----- Task inputs -----

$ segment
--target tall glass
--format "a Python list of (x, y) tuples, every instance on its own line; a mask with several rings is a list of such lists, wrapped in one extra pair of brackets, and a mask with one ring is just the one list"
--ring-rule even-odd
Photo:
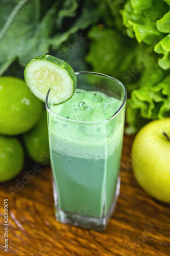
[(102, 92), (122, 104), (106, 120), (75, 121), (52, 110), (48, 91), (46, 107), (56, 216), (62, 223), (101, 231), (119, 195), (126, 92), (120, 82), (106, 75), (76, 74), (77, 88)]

-----

- **Stated goal**
Output every line of the records above as a Markdown table with the columns Row and Line, numbering the rows in order and skipping blank lines. Leave the pictures out.

- **Problem solution**
| Row | Line |
|---|---|
| 1 | $ segment |
| 2 | --target tall glass |
| 3 | --format "a Python list of (x, y) tuples, every instance on its own line; a mask with several rings is a list of such lists, wrapped in one extra pair of brackets, and a mask with one ring is just the one list" |
| 4 | --ring-rule even-odd |
| 5 | Photo: |
| 6 | [(102, 92), (122, 104), (106, 120), (75, 121), (52, 110), (48, 91), (46, 107), (56, 216), (62, 223), (101, 231), (119, 195), (126, 92), (120, 82), (106, 75), (76, 74), (77, 88)] |